*Directions for this task*: Find the word "curtain" below. Copy each line that has it.

####################

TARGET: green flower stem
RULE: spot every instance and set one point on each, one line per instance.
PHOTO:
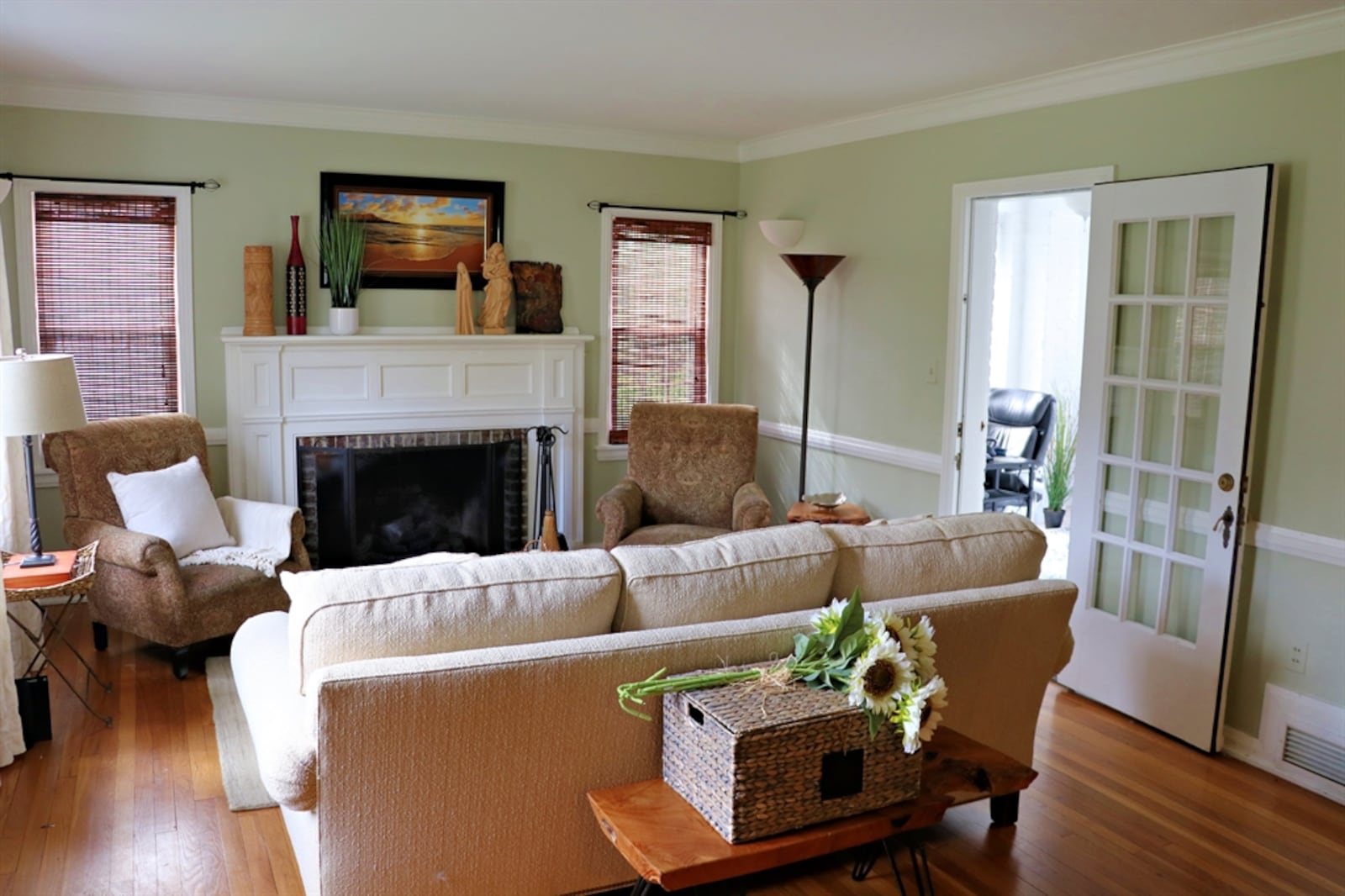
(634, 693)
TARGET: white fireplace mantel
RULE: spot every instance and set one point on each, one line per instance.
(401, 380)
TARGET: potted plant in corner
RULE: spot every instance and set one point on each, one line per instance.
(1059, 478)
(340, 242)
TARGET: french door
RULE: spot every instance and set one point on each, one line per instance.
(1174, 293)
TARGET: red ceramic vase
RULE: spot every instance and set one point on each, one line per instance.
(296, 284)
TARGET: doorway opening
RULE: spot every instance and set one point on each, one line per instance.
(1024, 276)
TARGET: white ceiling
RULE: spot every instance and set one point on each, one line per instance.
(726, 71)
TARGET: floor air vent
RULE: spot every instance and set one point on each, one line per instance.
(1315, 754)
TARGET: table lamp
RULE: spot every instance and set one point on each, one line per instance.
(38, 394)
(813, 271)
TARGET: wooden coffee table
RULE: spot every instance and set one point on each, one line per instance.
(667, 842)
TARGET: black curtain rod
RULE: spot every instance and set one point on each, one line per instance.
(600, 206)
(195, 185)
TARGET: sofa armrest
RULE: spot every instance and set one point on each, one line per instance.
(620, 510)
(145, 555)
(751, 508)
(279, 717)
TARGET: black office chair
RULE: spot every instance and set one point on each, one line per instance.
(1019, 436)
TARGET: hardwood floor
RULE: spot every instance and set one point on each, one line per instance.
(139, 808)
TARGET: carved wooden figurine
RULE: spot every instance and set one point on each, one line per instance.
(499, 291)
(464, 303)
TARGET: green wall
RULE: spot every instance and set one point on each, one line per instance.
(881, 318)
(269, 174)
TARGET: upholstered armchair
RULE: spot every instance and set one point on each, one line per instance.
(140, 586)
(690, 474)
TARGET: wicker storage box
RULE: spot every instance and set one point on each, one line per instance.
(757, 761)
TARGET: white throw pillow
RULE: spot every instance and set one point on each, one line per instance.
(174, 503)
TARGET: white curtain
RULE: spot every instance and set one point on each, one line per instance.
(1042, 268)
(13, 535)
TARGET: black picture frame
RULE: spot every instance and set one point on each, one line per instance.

####################

*Written response*:
TARGET: black curtain rod
TARGET: white curtain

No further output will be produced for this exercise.